[Exercise data]
_ _ _ _ _ _ _
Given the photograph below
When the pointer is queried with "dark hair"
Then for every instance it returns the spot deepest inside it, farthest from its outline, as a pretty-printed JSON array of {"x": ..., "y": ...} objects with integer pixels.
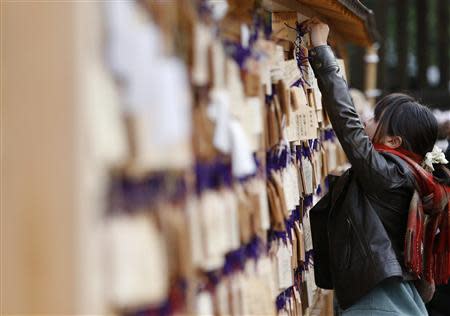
[{"x": 398, "y": 114}]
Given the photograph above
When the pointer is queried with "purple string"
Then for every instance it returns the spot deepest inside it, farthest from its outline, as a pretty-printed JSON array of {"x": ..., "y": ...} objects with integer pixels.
[
  {"x": 329, "y": 135},
  {"x": 319, "y": 190}
]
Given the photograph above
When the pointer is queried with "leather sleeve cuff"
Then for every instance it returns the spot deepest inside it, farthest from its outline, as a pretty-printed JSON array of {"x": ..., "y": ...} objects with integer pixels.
[{"x": 322, "y": 58}]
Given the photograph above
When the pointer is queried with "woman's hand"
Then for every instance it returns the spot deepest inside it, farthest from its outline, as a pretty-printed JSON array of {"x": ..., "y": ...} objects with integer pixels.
[{"x": 318, "y": 31}]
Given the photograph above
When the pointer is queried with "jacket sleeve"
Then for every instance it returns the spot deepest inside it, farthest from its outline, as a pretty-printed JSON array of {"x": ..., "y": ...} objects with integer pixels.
[{"x": 371, "y": 168}]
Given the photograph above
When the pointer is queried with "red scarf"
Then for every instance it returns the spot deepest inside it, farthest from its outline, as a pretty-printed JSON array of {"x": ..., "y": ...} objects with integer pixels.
[{"x": 428, "y": 223}]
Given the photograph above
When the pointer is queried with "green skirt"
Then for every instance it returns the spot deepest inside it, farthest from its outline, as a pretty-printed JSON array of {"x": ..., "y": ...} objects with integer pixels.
[{"x": 390, "y": 297}]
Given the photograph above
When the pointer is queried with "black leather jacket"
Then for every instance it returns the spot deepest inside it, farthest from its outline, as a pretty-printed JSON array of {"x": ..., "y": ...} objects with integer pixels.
[{"x": 358, "y": 228}]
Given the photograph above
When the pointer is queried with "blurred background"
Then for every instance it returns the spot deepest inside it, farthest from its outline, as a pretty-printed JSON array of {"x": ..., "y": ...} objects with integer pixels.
[{"x": 413, "y": 50}]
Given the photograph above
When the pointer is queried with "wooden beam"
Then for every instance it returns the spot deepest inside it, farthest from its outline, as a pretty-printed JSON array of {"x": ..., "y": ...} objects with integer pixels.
[
  {"x": 443, "y": 38},
  {"x": 422, "y": 42},
  {"x": 402, "y": 43}
]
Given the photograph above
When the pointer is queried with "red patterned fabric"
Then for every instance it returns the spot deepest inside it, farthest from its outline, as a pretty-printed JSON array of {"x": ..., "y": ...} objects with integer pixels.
[{"x": 427, "y": 240}]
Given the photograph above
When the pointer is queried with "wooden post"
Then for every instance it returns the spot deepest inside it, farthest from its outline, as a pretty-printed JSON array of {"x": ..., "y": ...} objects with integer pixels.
[
  {"x": 422, "y": 43},
  {"x": 380, "y": 9}
]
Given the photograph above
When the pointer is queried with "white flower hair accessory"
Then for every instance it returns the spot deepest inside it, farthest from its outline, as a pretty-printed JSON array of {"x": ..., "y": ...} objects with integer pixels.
[{"x": 434, "y": 157}]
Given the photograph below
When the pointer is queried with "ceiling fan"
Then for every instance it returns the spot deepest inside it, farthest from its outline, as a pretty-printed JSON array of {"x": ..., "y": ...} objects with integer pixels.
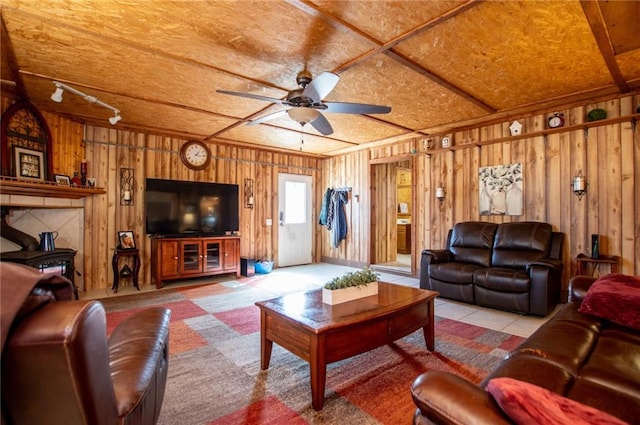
[{"x": 306, "y": 102}]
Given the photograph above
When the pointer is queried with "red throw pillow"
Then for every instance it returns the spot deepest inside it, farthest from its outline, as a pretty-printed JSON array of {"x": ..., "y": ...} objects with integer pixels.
[
  {"x": 615, "y": 297},
  {"x": 528, "y": 404}
]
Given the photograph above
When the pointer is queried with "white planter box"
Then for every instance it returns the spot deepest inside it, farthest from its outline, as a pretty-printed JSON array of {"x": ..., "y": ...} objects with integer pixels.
[{"x": 338, "y": 296}]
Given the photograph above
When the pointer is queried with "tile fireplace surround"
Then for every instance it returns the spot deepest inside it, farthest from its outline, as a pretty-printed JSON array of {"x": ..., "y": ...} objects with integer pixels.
[{"x": 34, "y": 215}]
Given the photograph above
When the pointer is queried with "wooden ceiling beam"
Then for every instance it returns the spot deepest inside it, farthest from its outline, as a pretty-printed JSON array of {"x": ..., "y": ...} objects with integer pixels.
[
  {"x": 438, "y": 80},
  {"x": 12, "y": 64},
  {"x": 594, "y": 16},
  {"x": 387, "y": 48},
  {"x": 145, "y": 49}
]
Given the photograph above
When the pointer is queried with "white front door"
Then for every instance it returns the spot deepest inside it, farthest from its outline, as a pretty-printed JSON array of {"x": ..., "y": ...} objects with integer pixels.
[{"x": 295, "y": 223}]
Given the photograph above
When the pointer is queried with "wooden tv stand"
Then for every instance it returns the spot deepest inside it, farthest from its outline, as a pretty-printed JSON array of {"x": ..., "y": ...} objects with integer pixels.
[{"x": 182, "y": 258}]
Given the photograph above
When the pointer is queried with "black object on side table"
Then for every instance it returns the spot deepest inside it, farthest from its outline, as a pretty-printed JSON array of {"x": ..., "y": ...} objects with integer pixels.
[
  {"x": 125, "y": 271},
  {"x": 60, "y": 261}
]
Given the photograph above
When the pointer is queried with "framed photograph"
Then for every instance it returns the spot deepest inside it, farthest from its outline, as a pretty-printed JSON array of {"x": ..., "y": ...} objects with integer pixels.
[
  {"x": 29, "y": 164},
  {"x": 62, "y": 180},
  {"x": 126, "y": 240}
]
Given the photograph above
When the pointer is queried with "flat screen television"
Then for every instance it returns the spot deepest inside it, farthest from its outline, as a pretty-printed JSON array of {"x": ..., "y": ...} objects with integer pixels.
[{"x": 183, "y": 208}]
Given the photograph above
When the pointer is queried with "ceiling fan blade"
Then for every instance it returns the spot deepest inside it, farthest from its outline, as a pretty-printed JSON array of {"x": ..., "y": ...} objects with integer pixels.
[
  {"x": 355, "y": 108},
  {"x": 251, "y": 96},
  {"x": 321, "y": 86},
  {"x": 322, "y": 125},
  {"x": 267, "y": 117}
]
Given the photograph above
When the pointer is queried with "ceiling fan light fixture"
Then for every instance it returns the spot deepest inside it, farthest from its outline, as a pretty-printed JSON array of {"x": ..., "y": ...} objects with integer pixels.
[
  {"x": 114, "y": 119},
  {"x": 57, "y": 95},
  {"x": 303, "y": 115}
]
_ _ _ _ _ _ _
Quote in full the listing given above; the images are to be left out.

[The output]
Given the photograph below
When the pointer is queried with "dark hair"
Then for every instance it returns the spot deepest inside it, farthest from its outline, as a pretty-printed JSON array of {"x": ..., "y": ...} objects with integer pixels.
[{"x": 398, "y": 114}]
Given the photograph above
When the pointer is queried with "purple string"
Then for every instance it returns the spot deepest inside it, farthest from its outline, as a pretty-printed JSON array of {"x": ..., "y": ...} objects with integer pixels.
[
  {"x": 329, "y": 135},
  {"x": 319, "y": 190}
]
Given the photograph above
When the pointer is queried with "leather sleeve cuff"
Then for every instance it returns the spot deepest inside it, farthest from its outline, as a pretty-printed JSON array of {"x": ..., "y": ...} objects with integer pixels.
[{"x": 322, "y": 58}]
Given the photograph above
When the pointer is queried with "woman's hand"
Then for every instance it returns the spot deepest inside it, farthest from its outline, as a pretty-printed JSON array of {"x": ..., "y": ...} objects with integer pixels.
[{"x": 318, "y": 31}]
Given the photograph above
When the pointer is queried with "jacket sleeve"
Then for every instance it returns the spot deepest inside it, farthest from its outline, as a pretty-printed JSON array of {"x": ..., "y": ...} objects with integer pixels.
[{"x": 371, "y": 168}]
Given the photograph above
When the pointer is queried with "red scarf"
Then for every instance it returns the spot deepest inside it, farthest from its outline, as a pretty-printed JSON array of {"x": ..., "y": ...} objects with integer pixels.
[{"x": 428, "y": 223}]
Given the photograph above
When the pointer is queried with "green skirt"
Then for every instance it returns the spot deepest inside it, farthest from its outline, as a pretty-printed JSON array of {"x": ..., "y": ...} objects with integer pixels.
[{"x": 390, "y": 297}]
Given the photograph above
When the pointer is queried with "black leather jacket"
Then for every instance it returns the spot deepest inside it, farthest from its outline, as a pretty-printed JSON array of {"x": ..., "y": ...} objects with integer pixels.
[{"x": 358, "y": 228}]
Given the photograph above
When the pointer is queried with "blurred background"
Then for every instance it returns the spot deepest inside it, farthest from its outline, as a pretty-printed JSON array of {"x": ..., "y": ...} objects with integer pixels.
[{"x": 413, "y": 50}]
Given the photograph above
When the pointer is queried with "wooden beam"
Then for every instance it returns the spot deepest inside it, farthest from its outline, as a pretty-printed JSON array of {"x": ..., "y": ...} objects with integer pixels.
[
  {"x": 443, "y": 38},
  {"x": 422, "y": 42},
  {"x": 402, "y": 43}
]
Given the photograph above
When the pointer is queried with "red patterned fabric"
Then for every instance it returns the spot deepest inside it, farthest from its outline, as a pretty-printed JSON array of {"x": ..., "y": ...} objects with integer pixels.
[{"x": 427, "y": 240}]
Given the photograph above
When the pointer is queried with "wooden post"
Then for every instance it returns the spot deepest inside it, farthest from its outline, as a pretty-printed JSON array of {"x": ..., "y": ...} objects with integer pixels.
[
  {"x": 422, "y": 43},
  {"x": 380, "y": 9}
]
Given the photograph above
When the pointer is queried with "white flower hair accessory"
Then for every instance it returns the spot deepest inside it, farthest from its outline, as a pretty-printed JSON array of {"x": ..., "y": ...} objects with integer pixels.
[{"x": 434, "y": 157}]
Given the photograph below
When the pointer is queried with "ceiling fan"
Then for every instance it returns the spot deepest inside it, farthest from its outline, as a pretty-printed JSON array of {"x": ..., "y": ...} objects with integer pixels.
[{"x": 306, "y": 102}]
Given the photograph above
When the pointer is queried with "red throw pillow"
Then for every instance it returns the spot deepest inside it, farthest from its outline, as a pretty-printed JSON array of {"x": ..., "y": ...} objects with integer pixels.
[
  {"x": 615, "y": 297},
  {"x": 528, "y": 404}
]
Given the photograph above
When the pointer is queried with "white planter box"
Then for every instance it returns the spot deepest inside it, farthest from its outline, as a pretty-printed JSON array of {"x": ..., "y": ...} objects with integer pixels.
[{"x": 338, "y": 296}]
Given the photograph above
When the pointer is queried with "tile fireplace surround"
Then for every instance it returns the spot deepest inside it, farthest from its outline, as a pretty-printed JSON array of {"x": ..., "y": ...} objects with integer pixels.
[{"x": 34, "y": 215}]
Given the photograph above
When the pointer is queried with "wooden ceiling beam"
Then for every instance it returns the spot deepest inside it, farthest from its outline, as a pretty-printed JSON array of {"x": ..., "y": ...} objects with integer pixels.
[
  {"x": 438, "y": 80},
  {"x": 12, "y": 64},
  {"x": 594, "y": 16},
  {"x": 387, "y": 48},
  {"x": 145, "y": 49}
]
Given the photograph above
When the pointer is queried with "white front door"
Then for every instance it returns the spot deepest inside it, farthest from its outline, as a pretty-printed JSON array of {"x": ..., "y": ...} objects with integer pixels.
[{"x": 295, "y": 223}]
Given the photograph above
When the pointer is queried with "wooden tv stand"
Then for every instance it returns the spot deepest inside it, farthest from its outline, as a pretty-printed JSON array of {"x": ..., "y": ...} objects with integer pixels.
[{"x": 182, "y": 258}]
Given the photograph above
When the pointer is queried with "black object on side table"
Then for every instance it returns the spot deepest inside it, farthest from its outline, as a pretty-printed JSON array of {"x": ..., "y": ...} objects with integer pixels.
[
  {"x": 125, "y": 271},
  {"x": 60, "y": 261}
]
Given the photograph above
When the pointer is queried with "framed photograph"
Then for every instance it returns the spot deepest inside it, farthest from its outline, as a pretty-printed JSON array of {"x": ..., "y": ...} objects with integer pixels.
[
  {"x": 29, "y": 164},
  {"x": 62, "y": 180},
  {"x": 126, "y": 240}
]
Given the photograph above
When the pointer is queried with "flat screen television"
Then for every instance it returns the spot deepest inside it, farthest from its outline, as a pretty-printed JSON array of {"x": ..., "y": ...} objects with integer pixels.
[{"x": 183, "y": 208}]
Given the photograph above
When the pointer is queried with "ceiling fan blade"
Then for every instance it returns the spot deepest inside it, farthest from its outline, as a pretty-printed JSON array of {"x": ..., "y": ...} objects with integer pixels.
[
  {"x": 355, "y": 108},
  {"x": 251, "y": 96},
  {"x": 321, "y": 86},
  {"x": 322, "y": 125},
  {"x": 267, "y": 117}
]
Given the photograph above
When the pointer is queried with "ceiling fan light fixture"
Then for every instance it returns the spot deepest inside it, farthest from its outline, as a pretty-printed JSON array of {"x": ..., "y": ...} objects with integer pixels.
[
  {"x": 114, "y": 119},
  {"x": 57, "y": 95},
  {"x": 303, "y": 115}
]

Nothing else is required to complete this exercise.